AUFGABE 1 =
Beantworte anhand des Textauszugs:
(a) In welche Jahrhunderte fällt der Schritt vom Mittelhochdeutschen zum Neuhochdeutschen?
(b) Was hat das Platt als modernere Sprechweise nicht mitvollzogen?
(c) Welche hochdeutsche Entsprechung wird für „Mäjblomm“ genannt?
AUFGABE 2 =
Gib den Textauszug von „Demgegenüber weist das“ bis „Aussprache wie hochdt.“ wortgetreu wieder.

Das letztere ist der Umlaut zu „au” und begegnet uns bei der Bildung von Plural (Haus, Häuser), Verb (laut, läuten), Substantiv (blau, Bläue) und Adjektiv (Sau, säuisch).
In vielen Fällen ist der Diphthong das Resultat der für den Schritt vom Mittelhochdeutschen zum Neuhochdeutschen (15./16. Jh.) charakteristischen sog. Diphthongierung:
nach der Merkformel wird aus
„min niuwes hus”
regelmäßig
„mein neues Haus”.
Parallel dazu verlief auch eine Monophthongierung: so wird aus
„li-ebe guote brüeder”
regelmäßig
„liebe gute Brüder”.
Aus einem ursprünglich reicheren Bestand an Diphthongen sind also mehrere hochdeutsch verloren gegangen, während uns aus dem Bayrischen noch heute beispielsweise der „Buab” wohlbekannt ist. Das Neuhochdeutsche hat auch weitere Varianten getilgt bzw. standardisiert („ich saz uf einem steine” wurde ursprünglich weit-hin „ejnem stejne” gesprochen, aus „ouch” ist „auch” geworden usw.).
Demgegenüber weist das Öcher Platt – ein wesentlicher Befund! – einen großen Reichtum an Diphthongen auf, besonders dann, wenn auch lange und kurze Form voneinander klanglich und in der Bedeutung (phonetisch und semantisch) unterschieden werden. Zu den Hauptmerkmalen gegenüber dem Hochdeutschen gehört eben, dass das Platt die Diphthongierung als modernere Sprechweise nicht mitvollzogen hat.
Es ergibt sich folgende Übersicht:
ai / ei (ich hai jeär, Eier – ich hätte gern, Eier) – Aussprache wie hochdt.
au (en au Frau – eine alte Frau) – wie hochdt.
eu (heusch – leise, gemach!) – wie hochdt.
(eij) (dreij, heij – drei, hier) „langes e und j”
(ej) / (äj) (Ej, brejche, Wejg, Wejch, zwej, Wäjsch, Mäjblomm – Ei, brechen, Weg, Woche, zwei, Wäsche, spanischer Flieder) mittellang
(ejj) (Kengerejj, Hejj – Kinderei, Heide) kurz
(ou1) (Kouh – Kuh) kurz
(ou2) (Boum – Baum) lang, in dem ein geschlossenes „o” mitschwingt
(ou3) (Louch, Knouche, jebrouche, Trouß – Loch, Kno chen, gebrochen, Tross), in dem ein offenes „o” mitschwingt.

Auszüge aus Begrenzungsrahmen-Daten
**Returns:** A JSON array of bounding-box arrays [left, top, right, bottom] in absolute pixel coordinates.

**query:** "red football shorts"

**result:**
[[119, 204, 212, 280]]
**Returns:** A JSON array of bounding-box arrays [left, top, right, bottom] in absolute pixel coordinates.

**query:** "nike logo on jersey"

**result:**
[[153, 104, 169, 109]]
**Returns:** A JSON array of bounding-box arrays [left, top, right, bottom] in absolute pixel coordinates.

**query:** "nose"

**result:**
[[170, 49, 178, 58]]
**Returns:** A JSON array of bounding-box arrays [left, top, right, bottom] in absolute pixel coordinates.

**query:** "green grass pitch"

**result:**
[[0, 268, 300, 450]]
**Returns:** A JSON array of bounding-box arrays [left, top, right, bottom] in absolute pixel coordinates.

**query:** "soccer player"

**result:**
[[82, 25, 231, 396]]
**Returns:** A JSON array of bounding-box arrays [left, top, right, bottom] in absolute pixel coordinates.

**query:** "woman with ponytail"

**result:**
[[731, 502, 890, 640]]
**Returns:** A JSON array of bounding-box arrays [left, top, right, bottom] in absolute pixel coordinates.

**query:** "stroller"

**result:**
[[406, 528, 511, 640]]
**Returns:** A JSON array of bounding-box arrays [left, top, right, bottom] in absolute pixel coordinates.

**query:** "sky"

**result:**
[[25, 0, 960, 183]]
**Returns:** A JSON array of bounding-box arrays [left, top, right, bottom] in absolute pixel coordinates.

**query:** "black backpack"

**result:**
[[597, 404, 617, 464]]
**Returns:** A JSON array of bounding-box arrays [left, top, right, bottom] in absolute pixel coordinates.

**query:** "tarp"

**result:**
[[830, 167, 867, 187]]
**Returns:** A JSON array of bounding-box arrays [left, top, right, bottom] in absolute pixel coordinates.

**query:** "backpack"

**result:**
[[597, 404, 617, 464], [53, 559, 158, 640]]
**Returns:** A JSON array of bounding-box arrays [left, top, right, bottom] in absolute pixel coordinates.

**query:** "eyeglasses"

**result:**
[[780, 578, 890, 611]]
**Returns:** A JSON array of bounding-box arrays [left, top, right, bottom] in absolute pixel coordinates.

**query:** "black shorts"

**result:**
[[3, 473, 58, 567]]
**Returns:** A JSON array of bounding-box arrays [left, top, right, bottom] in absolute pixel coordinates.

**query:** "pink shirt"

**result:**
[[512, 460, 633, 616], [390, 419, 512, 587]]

LÖSUNG 1 =
(a) In das 15./16. Jahrhundert.
(b) Die Diphthongierung.
(c) Spanischer Flieder.

LÖSUNG 2 =
Demgegenüber weist das Öcher Platt – ein wesentlicher Befund! – einen großen Reichtum an Diphthongen auf, besonders dann, wenn auch lange und kurze Form voneinander klanglich und in der Bedeutung (phonetisch und semantisch) unterschieden werden. Zu den Hauptmerkmalen gegenüber dem Hochdeutschen gehört eben, dass das Platt die Diphthongierung als modernere Sprechweise nicht mitvollzogen hat.
Es ergibt sich folgende Übersicht:
ai / ei (ich hai jeär, Eier – ich hätte gern, Eier) – Aussprache wie hochdt.